** start Source passage **
In my first sermon, “WDJD: Scripture,” I mentioned that I really would have started with, “WDJD: Prolegomena.”
My poor man’s definition of “prolegomena” is “the things you need to say beforehand.”
Focus on two things
This talk will focus on two things we need to establish prior to a series on “What did Jesus do?”
- Ground-rules for a viable discussion
- Why should we care what Jesus did?
[ These are quick sermon notes…not cleaned-up…and missing the "extras" that come out in the audio (which is available here). All quotes are from the English Standard Version unless otherwise noted. ]
Ground rules for a viable discussion
What are the two things that people should never talk about?
That’s right: politics and religion.
People disagree about a lot of things…without being disagreeable.
For instance, what is the best Major League Baseball team? Favorite NFL football team?
** end Source passage **
» **Written problem**
Summarize the sermon notes in two sentences.
** start Data lines **
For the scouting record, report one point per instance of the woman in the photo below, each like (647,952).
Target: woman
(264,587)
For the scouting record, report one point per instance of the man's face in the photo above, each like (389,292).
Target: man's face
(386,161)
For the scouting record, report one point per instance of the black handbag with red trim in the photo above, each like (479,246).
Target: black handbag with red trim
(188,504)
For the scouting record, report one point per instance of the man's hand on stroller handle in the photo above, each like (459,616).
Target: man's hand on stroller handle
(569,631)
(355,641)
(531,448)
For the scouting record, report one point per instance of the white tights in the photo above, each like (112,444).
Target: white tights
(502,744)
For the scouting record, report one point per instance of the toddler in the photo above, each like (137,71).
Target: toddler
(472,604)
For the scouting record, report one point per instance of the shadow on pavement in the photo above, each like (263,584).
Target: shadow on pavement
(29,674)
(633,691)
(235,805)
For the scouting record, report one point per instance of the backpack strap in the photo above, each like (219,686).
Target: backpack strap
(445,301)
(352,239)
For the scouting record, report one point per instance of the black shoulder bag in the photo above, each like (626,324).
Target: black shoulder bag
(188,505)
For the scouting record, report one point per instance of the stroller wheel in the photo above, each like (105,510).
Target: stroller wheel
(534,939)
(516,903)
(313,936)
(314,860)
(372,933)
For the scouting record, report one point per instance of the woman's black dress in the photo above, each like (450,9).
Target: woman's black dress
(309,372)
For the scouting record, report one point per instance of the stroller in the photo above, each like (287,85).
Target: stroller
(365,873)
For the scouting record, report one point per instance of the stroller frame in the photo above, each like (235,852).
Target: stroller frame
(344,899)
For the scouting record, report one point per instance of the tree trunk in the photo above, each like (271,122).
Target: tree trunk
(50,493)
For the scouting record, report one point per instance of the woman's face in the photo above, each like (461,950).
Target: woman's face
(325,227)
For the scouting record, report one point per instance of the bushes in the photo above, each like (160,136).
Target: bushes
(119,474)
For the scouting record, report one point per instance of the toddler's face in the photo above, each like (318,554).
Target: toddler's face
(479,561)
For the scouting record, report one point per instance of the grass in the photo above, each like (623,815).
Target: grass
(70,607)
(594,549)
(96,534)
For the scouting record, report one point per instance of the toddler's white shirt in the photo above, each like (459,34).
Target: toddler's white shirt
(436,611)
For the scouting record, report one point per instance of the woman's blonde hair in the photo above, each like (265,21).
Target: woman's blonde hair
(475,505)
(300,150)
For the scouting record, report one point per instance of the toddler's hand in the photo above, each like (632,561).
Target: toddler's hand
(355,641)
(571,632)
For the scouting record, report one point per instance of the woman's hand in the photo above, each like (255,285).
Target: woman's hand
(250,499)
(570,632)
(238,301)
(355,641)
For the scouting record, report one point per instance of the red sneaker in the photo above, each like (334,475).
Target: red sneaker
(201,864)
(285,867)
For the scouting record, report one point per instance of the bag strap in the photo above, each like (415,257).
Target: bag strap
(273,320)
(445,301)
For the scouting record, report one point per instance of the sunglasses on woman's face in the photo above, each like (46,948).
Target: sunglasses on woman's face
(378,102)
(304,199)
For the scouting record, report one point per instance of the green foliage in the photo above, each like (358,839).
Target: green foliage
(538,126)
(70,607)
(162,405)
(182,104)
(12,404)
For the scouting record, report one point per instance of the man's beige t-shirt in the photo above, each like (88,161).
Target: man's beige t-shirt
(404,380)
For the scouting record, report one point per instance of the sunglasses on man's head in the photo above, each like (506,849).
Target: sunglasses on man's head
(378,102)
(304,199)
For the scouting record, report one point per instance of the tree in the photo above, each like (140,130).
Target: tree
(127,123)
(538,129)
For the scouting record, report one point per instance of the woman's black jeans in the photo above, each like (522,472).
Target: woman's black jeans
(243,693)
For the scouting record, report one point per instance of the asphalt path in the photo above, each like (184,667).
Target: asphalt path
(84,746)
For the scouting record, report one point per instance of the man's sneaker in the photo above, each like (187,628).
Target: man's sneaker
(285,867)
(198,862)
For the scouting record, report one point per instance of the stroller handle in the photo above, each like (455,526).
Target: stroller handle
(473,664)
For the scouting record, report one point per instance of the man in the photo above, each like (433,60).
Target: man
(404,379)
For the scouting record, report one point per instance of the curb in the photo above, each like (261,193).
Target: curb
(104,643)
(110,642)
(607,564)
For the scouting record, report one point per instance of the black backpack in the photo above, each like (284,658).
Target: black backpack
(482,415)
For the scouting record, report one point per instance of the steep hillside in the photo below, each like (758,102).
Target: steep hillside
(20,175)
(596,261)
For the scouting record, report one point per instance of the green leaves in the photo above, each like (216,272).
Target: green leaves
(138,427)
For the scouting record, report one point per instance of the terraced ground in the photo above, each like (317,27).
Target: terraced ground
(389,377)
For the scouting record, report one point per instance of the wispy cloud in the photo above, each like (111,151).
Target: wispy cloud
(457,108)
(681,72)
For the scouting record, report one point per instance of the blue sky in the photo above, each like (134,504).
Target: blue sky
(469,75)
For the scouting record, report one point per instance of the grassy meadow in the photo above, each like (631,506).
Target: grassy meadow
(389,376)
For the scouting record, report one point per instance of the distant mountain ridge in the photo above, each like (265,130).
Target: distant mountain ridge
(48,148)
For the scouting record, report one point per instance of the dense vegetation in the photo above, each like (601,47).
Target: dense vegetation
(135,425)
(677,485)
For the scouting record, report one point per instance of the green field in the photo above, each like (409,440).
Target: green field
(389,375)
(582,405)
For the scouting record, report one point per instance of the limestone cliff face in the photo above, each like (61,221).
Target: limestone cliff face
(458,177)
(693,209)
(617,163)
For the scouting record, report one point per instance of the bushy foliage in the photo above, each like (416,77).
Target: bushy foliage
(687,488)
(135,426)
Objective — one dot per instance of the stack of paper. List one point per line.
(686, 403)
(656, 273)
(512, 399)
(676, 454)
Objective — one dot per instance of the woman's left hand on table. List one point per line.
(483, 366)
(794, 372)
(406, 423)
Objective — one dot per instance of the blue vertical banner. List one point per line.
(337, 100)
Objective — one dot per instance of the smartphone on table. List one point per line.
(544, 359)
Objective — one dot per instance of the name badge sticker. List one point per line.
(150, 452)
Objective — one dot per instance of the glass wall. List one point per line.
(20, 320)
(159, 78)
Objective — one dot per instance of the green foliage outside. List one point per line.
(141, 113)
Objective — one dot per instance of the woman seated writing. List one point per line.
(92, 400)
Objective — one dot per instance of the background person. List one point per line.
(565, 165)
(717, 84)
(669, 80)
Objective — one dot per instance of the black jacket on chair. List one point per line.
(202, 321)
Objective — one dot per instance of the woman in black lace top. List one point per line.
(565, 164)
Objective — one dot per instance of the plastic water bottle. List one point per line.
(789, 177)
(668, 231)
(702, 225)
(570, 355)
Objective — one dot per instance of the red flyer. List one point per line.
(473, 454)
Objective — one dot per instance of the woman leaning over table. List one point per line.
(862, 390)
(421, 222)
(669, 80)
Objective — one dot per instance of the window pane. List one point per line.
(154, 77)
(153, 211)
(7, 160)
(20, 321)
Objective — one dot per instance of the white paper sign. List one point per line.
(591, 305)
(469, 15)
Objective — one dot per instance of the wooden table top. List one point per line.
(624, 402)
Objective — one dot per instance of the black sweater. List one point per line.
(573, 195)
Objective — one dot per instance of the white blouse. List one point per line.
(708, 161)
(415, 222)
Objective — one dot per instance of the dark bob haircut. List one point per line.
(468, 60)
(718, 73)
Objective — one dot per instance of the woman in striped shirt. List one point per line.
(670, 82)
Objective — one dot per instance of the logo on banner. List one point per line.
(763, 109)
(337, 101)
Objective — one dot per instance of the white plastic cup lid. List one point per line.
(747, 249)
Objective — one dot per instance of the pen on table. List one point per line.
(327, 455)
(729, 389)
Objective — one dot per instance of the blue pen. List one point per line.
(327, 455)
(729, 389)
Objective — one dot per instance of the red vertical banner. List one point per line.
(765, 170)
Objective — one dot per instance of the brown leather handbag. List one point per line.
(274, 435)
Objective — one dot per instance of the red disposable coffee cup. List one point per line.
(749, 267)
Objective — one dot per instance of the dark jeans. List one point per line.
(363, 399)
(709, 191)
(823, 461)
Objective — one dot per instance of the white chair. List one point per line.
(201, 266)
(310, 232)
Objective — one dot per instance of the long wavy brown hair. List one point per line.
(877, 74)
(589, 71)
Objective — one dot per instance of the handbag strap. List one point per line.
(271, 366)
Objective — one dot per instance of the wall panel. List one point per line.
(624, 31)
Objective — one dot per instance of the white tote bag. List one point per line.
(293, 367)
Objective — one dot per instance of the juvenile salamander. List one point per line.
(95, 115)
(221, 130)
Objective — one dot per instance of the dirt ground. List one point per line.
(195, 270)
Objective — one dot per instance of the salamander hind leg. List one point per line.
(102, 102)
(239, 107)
** end Data lines **
» **Worked solution**
The sermon notes define "prolegomena" as "the things you need to say beforehand" and set out two matters to establish before a series on "What did Jesus do?": ground rules for a viable discussion and why anyone should care what Jesus did. On the ground rules, they name politics and religion as the two subjects people should never talk about, while observing that people disagree about many things, such as their favorite baseball or football teams, without being disagreeable.